All of the records must be set down again word for word.

▶ [Material supplied]:
--- START ---
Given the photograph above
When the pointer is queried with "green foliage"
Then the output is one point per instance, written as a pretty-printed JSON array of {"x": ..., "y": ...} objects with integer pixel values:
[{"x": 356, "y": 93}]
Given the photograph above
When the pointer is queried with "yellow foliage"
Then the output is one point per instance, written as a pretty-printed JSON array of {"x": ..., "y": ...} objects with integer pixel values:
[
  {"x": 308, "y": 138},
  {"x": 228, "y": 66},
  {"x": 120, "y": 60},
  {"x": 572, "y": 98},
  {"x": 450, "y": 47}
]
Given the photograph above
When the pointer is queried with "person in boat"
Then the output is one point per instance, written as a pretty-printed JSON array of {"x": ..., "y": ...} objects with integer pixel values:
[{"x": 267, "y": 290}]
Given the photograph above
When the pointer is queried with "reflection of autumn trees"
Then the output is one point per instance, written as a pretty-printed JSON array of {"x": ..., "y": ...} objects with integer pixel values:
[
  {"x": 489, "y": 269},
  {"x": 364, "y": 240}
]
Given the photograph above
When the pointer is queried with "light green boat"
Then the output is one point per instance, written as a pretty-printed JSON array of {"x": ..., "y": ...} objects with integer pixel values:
--- END ---
▶ [Answer section]:
Given the photograph above
When the pointer is queried with "green foliage"
Then the output is one point per instance, written as a pretty-printed JSON array of {"x": ..., "y": ...} objects with integer pixel values:
[{"x": 356, "y": 93}]
Given the photograph above
When the pointer is queried with "yellow foliage"
Then the output is one point per instance, written as a pretty-printed JSON array of {"x": ..., "y": ...} objects with integer pixel values:
[
  {"x": 308, "y": 138},
  {"x": 228, "y": 66},
  {"x": 120, "y": 60},
  {"x": 572, "y": 98},
  {"x": 450, "y": 47}
]
Given the photograph above
When the pointer is queried with "person in boat"
Then the output is one point per instance, written as a pretty-printed JSON array of {"x": ..., "y": ...} objects with integer pixel values:
[{"x": 267, "y": 290}]
Given the photograph above
When the pointer is queried with "reflection of autumn trees"
Then the output is one point per instance, written as a pretty-printed JSON array of {"x": ..., "y": ...} objects with integer pixel values:
[
  {"x": 489, "y": 269},
  {"x": 364, "y": 240}
]
Given the photograph above
When the pointer is queried with "light green boat"
Then the output is one point per instance, written as a pretty-printed JSON array of {"x": ..., "y": ...} objects with integer pixel values:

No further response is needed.